:: Exercise ::
Copy each of the entries below word for word, leaving out the pictures.

:: Data shown ::
* * *

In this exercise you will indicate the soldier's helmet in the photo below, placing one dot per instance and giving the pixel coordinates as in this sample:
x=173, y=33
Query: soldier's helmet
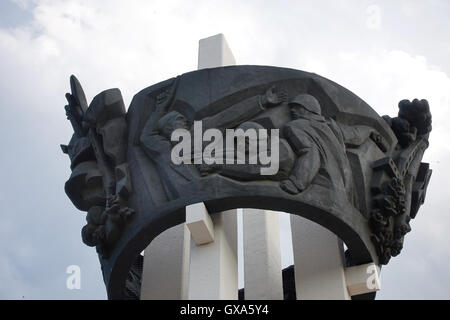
x=308, y=102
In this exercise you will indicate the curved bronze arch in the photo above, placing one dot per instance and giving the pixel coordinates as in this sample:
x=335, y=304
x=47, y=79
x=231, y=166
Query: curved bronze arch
x=345, y=167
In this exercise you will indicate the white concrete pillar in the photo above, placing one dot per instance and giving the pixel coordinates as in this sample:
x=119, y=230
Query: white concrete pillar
x=166, y=266
x=363, y=279
x=262, y=258
x=171, y=253
x=318, y=262
x=214, y=52
x=213, y=267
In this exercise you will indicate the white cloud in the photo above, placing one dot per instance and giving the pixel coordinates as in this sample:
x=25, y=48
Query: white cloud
x=109, y=44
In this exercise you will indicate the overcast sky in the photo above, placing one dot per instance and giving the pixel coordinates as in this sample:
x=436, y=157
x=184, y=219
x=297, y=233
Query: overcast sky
x=383, y=51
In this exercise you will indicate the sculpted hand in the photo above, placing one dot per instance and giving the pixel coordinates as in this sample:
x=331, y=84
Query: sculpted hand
x=289, y=187
x=273, y=98
x=206, y=169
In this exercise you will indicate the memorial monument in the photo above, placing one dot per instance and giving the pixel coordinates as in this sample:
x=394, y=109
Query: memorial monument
x=341, y=165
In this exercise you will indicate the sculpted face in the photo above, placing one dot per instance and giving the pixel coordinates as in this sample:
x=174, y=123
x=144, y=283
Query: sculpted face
x=172, y=121
x=297, y=111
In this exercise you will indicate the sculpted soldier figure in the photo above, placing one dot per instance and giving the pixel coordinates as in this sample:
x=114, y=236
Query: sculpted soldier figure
x=156, y=141
x=320, y=145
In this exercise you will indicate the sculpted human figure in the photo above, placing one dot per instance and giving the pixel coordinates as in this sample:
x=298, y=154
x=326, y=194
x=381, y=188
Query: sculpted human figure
x=320, y=145
x=247, y=171
x=156, y=140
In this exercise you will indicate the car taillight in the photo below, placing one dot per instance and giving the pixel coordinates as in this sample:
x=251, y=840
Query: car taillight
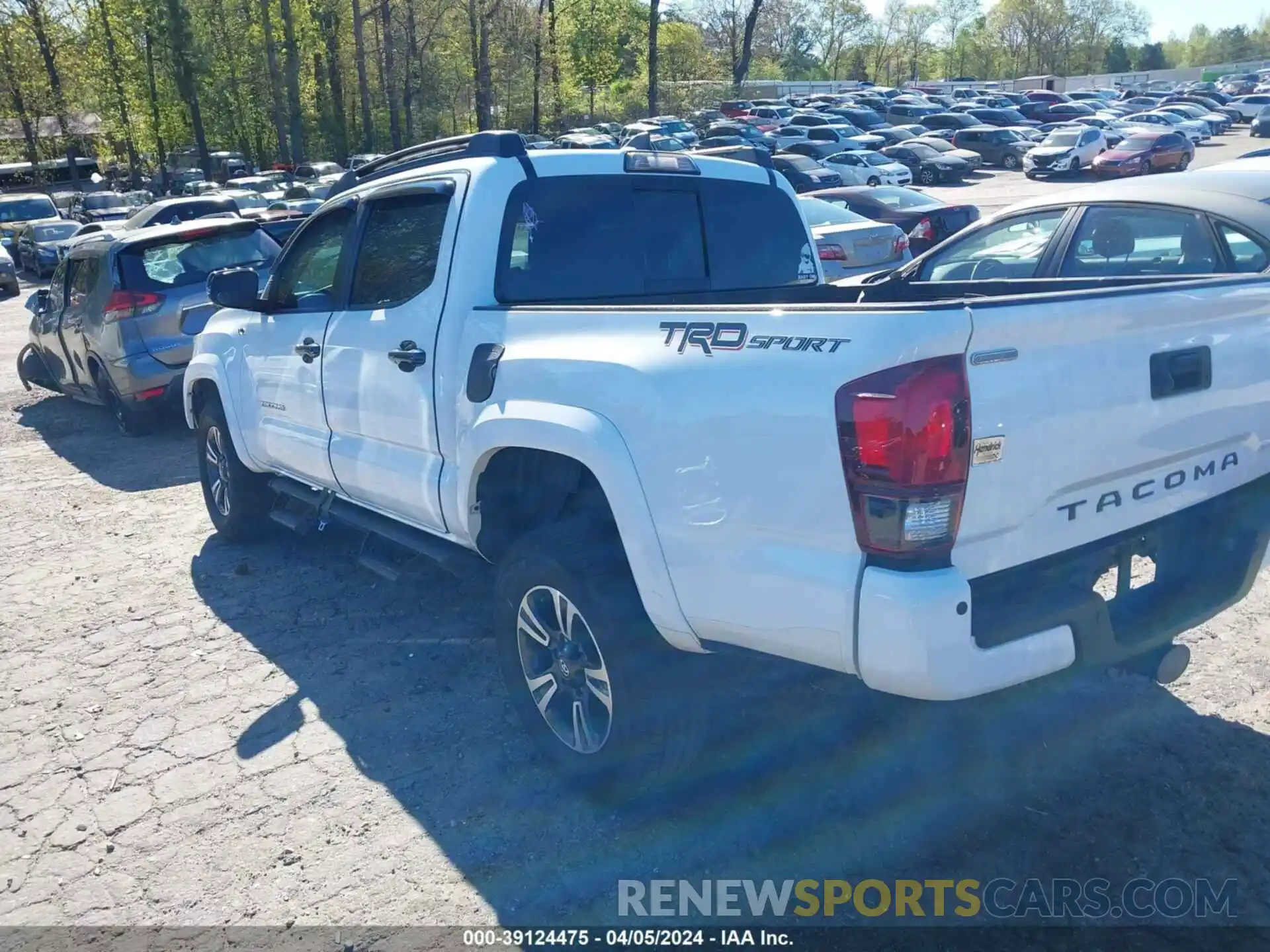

* * *

:: Task answer ::
In this exercise you will indicate the soldier's helmet in the photo below, placing one dot per instance and giving the pixel coordinates as in this sample:
x=173, y=33
Query: soldier's helmet
x=308, y=102
In this exercise you will indicate the curved bronze arch in the photo above, placing one dot per instance and giving the pixel coordinates as in this sample:
x=335, y=304
x=47, y=79
x=231, y=166
Query: curved bronze arch
x=345, y=167
In this exercise you will indicate the white concrete pillar in the photo above, placing one dot per instance and giving the pixel coordinates as in this sample:
x=119, y=230
Query: white concrete pillar
x=166, y=266
x=363, y=279
x=262, y=258
x=171, y=253
x=318, y=262
x=214, y=52
x=213, y=267
In this exercise you will indicate the white cloud in the photo above, placing one dot per instance and giving the pixel coordinates as in this sample:
x=25, y=48
Query: white cloud
x=109, y=44
In this exercise you will indicate the overcast sky in the photo above, placing one dot per instance and giving the pixel coordinates as in this sample:
x=436, y=157
x=184, y=219
x=297, y=233
Query: overcast sky
x=383, y=51
In this exercise you will indicate the sculpted hand in the photo above, placing one dot per instance and giving the pixel coordinates as in this sample:
x=331, y=84
Query: sculpted hand
x=289, y=187
x=273, y=98
x=206, y=169
In this exercise you will indicate the memorial monument in the photo above, placing one dot per instance and giving the pixel coordinates as in this sample:
x=394, y=109
Query: memorial monument
x=341, y=165
In this exercise you will indicate the sculpted face in the photo above, placing one dot per instance and giving the pixel coordinates as in this sample:
x=174, y=123
x=144, y=283
Query: sculpted face
x=172, y=121
x=297, y=111
In this exercise you will indicate the sculpted soldier figure in the photo above, placing one dot per instance and giving the pixel coordinates as in this sample:
x=114, y=236
Query: sculpted soldier figure
x=156, y=141
x=320, y=145
In this exercise you will indicate the sculpted human figure in the photo above, placing one dot per instance and giving the pixel coordinates as in this sample:
x=298, y=154
x=326, y=194
x=381, y=188
Query: sculpted human figure
x=320, y=145
x=247, y=171
x=156, y=140
In this exercise you will indicate the car taillight in the photo below, placing one dot per instance and giving the pixel coordinates as in this sample:
x=251, y=840
Query: car taillight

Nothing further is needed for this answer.